SET EXERCISE | Convert the data starting at the line containing "Could you provide the mask of every instance of the woman" and ending at the line containing "163L119 171L122 170L113" into a two-column CSV with the headers input and output. Each row holds one text under input and its answer under output, each as a single quoted field with line breaks replaced by spaces.

GIVEN INFORMATION |
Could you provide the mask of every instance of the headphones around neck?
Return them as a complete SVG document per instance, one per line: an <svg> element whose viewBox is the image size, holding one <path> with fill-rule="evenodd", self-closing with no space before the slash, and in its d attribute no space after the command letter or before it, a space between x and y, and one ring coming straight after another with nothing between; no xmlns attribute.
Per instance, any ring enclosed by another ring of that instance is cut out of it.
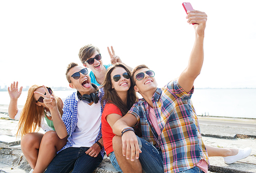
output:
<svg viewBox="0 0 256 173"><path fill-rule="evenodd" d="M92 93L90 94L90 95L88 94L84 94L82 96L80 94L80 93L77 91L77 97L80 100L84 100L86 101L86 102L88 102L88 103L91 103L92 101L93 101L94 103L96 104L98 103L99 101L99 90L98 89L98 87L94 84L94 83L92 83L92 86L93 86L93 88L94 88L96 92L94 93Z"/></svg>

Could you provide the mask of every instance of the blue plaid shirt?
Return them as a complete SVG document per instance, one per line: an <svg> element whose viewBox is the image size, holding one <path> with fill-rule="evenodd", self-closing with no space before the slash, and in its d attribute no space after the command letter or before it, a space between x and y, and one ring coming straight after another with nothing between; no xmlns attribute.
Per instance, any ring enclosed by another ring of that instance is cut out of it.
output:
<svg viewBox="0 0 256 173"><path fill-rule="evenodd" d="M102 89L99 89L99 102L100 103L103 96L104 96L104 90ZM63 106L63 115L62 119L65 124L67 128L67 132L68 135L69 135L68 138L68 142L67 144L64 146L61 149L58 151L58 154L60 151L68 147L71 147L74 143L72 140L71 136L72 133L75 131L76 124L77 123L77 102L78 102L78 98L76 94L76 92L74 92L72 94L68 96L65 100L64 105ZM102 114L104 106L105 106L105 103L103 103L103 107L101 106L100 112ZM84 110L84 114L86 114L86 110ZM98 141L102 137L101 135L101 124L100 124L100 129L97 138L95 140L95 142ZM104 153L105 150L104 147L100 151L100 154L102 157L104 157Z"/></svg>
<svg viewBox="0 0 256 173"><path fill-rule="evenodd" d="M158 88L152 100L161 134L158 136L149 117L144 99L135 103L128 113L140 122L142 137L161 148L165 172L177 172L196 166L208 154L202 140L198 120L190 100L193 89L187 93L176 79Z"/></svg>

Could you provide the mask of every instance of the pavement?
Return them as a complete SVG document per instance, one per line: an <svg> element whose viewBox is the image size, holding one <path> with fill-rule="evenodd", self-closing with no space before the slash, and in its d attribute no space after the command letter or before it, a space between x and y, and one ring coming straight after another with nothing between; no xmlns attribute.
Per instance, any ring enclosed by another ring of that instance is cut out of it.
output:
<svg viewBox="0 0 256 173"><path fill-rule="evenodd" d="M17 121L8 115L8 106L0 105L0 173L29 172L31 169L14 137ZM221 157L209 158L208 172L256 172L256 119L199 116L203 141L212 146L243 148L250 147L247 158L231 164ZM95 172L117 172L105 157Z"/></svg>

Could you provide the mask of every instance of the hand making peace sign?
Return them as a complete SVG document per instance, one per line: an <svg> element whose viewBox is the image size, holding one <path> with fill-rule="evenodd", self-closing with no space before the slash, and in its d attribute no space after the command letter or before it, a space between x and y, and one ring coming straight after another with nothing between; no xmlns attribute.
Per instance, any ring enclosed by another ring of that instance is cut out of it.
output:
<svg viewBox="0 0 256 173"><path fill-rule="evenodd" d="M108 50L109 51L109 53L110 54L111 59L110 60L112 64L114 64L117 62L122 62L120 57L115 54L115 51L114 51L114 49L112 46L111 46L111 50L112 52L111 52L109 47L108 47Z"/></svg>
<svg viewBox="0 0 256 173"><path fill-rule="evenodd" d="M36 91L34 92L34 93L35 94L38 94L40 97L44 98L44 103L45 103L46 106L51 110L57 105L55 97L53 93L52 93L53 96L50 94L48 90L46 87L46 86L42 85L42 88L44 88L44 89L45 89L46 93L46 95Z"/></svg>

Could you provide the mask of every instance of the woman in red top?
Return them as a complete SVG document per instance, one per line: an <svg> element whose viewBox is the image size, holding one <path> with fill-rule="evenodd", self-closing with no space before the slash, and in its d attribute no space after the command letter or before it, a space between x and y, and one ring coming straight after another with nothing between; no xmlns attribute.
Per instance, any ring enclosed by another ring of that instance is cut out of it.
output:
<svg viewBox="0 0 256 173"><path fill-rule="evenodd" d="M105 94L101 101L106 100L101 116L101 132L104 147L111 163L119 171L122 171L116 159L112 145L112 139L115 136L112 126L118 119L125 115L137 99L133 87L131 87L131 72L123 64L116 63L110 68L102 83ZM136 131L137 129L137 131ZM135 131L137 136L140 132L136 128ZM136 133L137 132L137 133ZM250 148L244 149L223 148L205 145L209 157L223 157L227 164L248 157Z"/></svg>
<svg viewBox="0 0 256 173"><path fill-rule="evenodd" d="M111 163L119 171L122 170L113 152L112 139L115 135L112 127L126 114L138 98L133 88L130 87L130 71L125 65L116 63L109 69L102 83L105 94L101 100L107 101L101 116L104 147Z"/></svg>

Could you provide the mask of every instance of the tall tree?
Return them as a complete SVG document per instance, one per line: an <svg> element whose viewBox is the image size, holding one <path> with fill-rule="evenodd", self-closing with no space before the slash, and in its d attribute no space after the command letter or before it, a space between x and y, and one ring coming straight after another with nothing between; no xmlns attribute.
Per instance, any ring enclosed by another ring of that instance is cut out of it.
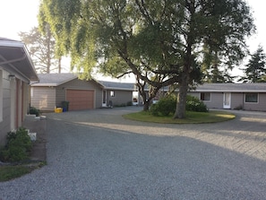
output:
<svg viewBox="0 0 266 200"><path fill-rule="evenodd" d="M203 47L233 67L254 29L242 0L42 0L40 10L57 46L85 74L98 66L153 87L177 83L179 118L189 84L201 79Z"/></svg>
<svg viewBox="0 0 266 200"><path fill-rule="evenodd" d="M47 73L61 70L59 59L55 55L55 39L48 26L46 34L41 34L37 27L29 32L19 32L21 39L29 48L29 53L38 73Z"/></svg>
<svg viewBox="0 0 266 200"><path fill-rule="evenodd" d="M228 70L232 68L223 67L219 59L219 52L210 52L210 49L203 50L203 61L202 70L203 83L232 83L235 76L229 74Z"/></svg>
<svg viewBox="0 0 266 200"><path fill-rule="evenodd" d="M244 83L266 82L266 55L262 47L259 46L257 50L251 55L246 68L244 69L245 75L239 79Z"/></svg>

OUTPUT FOR THIS EXERCISE |
input,output
"Could you provide the mask of every instance of the woman in red top? Return them as a complete SVG document per instance, one per line: an <svg> element whose viewBox is the image size, holding one <path> with fill-rule=""evenodd"", self-closing with no space before the slash, and in its d attribute no space after the command letter or before it, a space between x and y, and one ring coming straight after another with nothing between; no xmlns attribute. Per instance, any ring enclosed by another ring of that instance is cut out of it. output:","<svg viewBox=""0 0 256 173""><path fill-rule=""evenodd"" d=""M105 94L101 101L106 100L101 116L101 132L104 147L111 163L119 171L122 171L116 159L112 145L112 139L115 136L112 126L118 119L125 115L137 99L133 87L131 87L131 72L123 64L116 63L110 68L102 83ZM136 131L137 129L137 131ZM135 131L137 136L140 132L136 128ZM136 133L137 132L137 133ZM250 148L244 149L223 148L205 145L209 157L223 157L227 164L248 157Z""/></svg> <svg viewBox=""0 0 256 173""><path fill-rule=""evenodd"" d=""M111 163L119 171L122 170L113 152L112 139L115 135L112 127L126 114L138 98L133 88L130 87L130 71L125 65L116 63L109 69L102 83L105 94L101 100L107 101L101 116L104 147Z""/></svg>"